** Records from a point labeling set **
+++++
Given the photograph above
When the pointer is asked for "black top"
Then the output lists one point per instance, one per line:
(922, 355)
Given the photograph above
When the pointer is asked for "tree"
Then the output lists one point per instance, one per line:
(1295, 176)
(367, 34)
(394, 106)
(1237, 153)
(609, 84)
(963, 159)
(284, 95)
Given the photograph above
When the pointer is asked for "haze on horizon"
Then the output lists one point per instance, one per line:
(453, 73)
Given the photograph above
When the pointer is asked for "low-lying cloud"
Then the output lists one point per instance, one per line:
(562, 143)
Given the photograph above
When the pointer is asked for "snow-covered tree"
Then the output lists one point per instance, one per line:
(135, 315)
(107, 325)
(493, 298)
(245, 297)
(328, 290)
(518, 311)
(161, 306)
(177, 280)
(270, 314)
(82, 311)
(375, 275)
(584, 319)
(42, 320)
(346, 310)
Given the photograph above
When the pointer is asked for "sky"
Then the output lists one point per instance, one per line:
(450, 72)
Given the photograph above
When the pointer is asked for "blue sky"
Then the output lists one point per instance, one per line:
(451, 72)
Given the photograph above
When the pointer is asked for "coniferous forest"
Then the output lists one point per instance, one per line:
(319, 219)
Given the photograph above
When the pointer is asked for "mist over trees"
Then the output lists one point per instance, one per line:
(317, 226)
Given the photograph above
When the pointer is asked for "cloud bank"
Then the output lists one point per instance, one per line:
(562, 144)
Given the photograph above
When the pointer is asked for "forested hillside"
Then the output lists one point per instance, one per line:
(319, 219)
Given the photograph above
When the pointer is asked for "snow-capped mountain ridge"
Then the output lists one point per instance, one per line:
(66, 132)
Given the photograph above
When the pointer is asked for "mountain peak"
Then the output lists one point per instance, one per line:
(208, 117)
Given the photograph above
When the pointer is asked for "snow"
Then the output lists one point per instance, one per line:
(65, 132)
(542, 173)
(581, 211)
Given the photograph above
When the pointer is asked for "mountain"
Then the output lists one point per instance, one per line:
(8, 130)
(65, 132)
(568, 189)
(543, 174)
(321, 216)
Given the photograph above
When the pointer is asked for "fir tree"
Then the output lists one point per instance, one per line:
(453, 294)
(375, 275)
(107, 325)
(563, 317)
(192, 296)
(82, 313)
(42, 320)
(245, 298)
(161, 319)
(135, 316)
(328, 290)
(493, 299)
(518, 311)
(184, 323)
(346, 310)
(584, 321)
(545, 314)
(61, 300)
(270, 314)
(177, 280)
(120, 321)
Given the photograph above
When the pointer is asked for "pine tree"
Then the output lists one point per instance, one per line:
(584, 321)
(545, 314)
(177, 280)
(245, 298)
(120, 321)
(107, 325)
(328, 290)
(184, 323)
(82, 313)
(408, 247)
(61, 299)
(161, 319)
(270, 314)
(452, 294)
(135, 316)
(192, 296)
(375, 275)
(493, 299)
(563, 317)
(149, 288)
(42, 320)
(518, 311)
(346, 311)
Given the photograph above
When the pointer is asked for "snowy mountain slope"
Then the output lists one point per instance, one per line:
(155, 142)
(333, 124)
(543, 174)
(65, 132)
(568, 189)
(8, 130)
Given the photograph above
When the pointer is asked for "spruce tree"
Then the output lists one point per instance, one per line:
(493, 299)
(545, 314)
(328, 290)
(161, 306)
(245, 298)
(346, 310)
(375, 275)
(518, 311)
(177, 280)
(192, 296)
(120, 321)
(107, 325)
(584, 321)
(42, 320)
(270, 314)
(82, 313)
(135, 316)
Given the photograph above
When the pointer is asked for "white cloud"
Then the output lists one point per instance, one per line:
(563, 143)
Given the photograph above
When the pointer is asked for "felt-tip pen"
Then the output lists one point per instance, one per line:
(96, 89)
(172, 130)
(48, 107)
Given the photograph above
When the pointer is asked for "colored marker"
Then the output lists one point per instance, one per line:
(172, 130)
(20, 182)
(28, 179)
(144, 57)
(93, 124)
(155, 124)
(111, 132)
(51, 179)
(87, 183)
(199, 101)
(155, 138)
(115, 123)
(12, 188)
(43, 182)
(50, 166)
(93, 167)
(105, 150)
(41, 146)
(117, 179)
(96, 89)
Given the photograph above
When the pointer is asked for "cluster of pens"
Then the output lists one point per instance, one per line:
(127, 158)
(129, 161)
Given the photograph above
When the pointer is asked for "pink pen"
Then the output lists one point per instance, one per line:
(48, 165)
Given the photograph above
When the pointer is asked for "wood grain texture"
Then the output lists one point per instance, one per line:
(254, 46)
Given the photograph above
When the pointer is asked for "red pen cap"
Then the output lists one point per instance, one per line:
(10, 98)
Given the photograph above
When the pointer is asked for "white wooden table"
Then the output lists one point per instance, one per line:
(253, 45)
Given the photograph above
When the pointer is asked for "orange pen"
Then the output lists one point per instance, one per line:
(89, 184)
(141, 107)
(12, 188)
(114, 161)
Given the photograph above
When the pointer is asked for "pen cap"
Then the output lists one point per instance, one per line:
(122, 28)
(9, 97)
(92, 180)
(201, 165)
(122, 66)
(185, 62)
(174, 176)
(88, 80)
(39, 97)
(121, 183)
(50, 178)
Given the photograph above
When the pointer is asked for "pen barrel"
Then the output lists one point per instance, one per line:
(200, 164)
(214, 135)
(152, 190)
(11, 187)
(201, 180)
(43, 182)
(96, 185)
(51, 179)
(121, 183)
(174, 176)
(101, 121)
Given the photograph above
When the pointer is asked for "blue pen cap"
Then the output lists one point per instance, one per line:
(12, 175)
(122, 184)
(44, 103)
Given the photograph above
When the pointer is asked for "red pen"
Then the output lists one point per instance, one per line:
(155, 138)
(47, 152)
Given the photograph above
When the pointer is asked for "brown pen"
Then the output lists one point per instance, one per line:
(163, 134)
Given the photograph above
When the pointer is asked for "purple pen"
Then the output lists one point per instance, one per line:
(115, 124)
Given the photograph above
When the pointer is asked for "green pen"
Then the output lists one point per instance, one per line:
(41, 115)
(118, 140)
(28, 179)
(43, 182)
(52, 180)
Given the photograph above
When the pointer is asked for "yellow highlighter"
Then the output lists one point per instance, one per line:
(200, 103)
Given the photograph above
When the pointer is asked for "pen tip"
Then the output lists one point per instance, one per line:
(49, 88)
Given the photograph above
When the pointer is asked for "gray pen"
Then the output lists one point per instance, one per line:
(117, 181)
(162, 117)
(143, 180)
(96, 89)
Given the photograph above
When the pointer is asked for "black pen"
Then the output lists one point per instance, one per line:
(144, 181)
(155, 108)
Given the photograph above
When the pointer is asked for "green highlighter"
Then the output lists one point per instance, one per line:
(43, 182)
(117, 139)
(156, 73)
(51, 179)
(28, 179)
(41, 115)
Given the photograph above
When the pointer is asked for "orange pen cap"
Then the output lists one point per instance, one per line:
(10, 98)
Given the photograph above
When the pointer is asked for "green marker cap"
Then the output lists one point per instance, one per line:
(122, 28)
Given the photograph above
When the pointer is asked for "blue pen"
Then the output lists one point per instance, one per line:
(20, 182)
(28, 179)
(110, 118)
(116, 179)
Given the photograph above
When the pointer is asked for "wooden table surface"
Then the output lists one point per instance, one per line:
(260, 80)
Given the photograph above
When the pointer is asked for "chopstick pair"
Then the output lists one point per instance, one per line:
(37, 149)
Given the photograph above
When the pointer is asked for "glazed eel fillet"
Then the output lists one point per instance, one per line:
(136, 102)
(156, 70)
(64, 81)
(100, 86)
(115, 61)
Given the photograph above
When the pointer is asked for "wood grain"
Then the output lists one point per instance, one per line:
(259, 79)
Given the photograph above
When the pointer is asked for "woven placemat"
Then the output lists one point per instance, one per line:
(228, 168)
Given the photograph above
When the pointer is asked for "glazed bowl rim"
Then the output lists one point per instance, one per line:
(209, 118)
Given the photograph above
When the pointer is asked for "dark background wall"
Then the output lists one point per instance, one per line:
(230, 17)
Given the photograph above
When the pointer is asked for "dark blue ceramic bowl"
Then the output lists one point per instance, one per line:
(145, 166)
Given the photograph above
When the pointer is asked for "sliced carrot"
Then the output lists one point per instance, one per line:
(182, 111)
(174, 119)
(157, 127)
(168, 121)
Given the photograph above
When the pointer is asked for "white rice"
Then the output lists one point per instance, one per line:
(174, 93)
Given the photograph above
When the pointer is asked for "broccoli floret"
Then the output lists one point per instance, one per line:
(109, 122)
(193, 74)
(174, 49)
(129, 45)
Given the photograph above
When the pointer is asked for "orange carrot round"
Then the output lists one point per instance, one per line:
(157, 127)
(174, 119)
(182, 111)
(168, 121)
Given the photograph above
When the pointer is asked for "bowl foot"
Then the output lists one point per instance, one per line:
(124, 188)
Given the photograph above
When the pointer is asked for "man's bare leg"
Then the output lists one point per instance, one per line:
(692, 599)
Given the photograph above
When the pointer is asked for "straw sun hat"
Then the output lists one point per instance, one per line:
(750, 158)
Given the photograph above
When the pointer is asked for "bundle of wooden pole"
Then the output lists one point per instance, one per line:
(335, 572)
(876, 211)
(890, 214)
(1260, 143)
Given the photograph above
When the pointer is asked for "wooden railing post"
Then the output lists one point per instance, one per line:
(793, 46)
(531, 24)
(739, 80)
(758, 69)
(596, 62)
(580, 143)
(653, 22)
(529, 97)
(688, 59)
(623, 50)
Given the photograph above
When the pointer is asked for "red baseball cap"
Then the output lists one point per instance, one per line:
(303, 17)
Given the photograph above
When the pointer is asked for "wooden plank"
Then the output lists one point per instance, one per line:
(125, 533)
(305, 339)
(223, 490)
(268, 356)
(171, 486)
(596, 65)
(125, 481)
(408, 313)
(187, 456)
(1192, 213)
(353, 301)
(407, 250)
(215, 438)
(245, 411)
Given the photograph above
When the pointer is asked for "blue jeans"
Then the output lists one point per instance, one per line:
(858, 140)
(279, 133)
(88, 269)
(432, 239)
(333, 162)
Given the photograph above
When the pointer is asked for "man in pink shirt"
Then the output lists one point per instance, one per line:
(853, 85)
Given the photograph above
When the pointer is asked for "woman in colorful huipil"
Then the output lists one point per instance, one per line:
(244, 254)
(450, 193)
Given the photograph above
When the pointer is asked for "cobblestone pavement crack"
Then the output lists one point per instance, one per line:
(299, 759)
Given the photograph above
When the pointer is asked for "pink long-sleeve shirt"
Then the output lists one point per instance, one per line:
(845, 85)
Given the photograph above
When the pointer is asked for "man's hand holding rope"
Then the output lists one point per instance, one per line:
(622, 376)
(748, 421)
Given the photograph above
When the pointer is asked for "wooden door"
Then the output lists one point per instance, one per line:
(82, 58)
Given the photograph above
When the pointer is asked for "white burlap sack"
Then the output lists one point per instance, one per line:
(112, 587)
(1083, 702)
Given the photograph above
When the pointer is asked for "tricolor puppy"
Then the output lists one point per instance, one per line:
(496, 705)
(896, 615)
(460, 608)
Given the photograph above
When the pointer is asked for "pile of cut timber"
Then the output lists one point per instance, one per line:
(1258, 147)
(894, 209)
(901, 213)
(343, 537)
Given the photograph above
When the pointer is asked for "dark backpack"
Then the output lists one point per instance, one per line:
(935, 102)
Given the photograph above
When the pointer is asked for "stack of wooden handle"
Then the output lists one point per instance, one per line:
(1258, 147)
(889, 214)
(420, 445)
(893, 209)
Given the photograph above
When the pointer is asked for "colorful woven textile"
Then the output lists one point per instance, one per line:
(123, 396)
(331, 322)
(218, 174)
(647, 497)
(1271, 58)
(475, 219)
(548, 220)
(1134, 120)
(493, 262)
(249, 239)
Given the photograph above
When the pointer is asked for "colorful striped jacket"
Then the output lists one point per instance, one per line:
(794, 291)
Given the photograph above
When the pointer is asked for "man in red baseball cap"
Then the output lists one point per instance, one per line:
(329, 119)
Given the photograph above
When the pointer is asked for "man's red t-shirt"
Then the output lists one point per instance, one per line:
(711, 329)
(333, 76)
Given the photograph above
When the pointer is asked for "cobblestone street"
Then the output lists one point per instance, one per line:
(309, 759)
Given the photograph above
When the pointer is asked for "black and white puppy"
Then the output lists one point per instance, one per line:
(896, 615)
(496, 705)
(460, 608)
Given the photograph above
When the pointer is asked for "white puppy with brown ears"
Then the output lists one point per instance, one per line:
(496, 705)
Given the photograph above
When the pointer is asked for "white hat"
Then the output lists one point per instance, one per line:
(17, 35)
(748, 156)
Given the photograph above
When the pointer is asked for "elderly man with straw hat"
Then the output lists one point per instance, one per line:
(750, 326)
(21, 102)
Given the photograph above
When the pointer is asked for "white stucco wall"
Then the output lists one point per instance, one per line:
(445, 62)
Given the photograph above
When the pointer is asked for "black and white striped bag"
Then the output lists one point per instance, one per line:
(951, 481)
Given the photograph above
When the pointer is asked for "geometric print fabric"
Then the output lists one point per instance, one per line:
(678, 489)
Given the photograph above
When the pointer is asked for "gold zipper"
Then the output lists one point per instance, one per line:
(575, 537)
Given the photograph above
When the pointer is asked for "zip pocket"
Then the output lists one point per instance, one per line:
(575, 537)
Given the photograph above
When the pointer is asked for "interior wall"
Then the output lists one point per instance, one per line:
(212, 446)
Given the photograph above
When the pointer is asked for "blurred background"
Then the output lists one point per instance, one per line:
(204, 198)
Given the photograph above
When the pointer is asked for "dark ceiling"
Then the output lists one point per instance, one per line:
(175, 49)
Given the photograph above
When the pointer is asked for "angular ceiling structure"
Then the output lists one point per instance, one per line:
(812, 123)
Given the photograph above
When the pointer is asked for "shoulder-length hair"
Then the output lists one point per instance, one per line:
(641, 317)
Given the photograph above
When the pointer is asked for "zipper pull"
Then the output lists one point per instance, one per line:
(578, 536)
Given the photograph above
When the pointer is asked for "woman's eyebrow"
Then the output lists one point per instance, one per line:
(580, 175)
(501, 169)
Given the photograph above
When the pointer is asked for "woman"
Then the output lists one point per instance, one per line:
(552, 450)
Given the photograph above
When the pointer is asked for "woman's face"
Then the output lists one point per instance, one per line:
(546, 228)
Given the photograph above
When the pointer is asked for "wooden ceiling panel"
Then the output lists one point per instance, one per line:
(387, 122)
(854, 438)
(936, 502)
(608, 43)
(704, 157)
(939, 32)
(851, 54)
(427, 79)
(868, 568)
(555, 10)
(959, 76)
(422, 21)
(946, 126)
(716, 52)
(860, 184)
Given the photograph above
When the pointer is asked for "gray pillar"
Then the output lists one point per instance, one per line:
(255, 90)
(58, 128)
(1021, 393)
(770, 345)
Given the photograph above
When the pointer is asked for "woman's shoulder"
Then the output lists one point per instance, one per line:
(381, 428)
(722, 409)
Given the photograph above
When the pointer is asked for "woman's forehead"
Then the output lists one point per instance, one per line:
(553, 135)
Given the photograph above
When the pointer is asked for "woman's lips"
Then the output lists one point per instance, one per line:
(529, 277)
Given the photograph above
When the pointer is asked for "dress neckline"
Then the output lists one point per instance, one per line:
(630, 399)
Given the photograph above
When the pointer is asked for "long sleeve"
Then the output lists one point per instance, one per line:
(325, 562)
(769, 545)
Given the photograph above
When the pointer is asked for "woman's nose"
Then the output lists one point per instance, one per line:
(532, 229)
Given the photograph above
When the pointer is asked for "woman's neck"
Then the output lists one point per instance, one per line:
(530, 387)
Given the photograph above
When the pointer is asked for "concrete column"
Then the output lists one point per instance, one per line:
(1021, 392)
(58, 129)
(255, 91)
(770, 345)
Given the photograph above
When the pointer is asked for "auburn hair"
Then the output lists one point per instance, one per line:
+++++
** AIM OF THE EXERCISE **
List every line of the records above that contains the string "orange".

** THE ANSWER **
When the pointer is asked for "orange pen"
When the pointer is asked for "orange pen cap"
When the pointer is asked for "orange carrot round"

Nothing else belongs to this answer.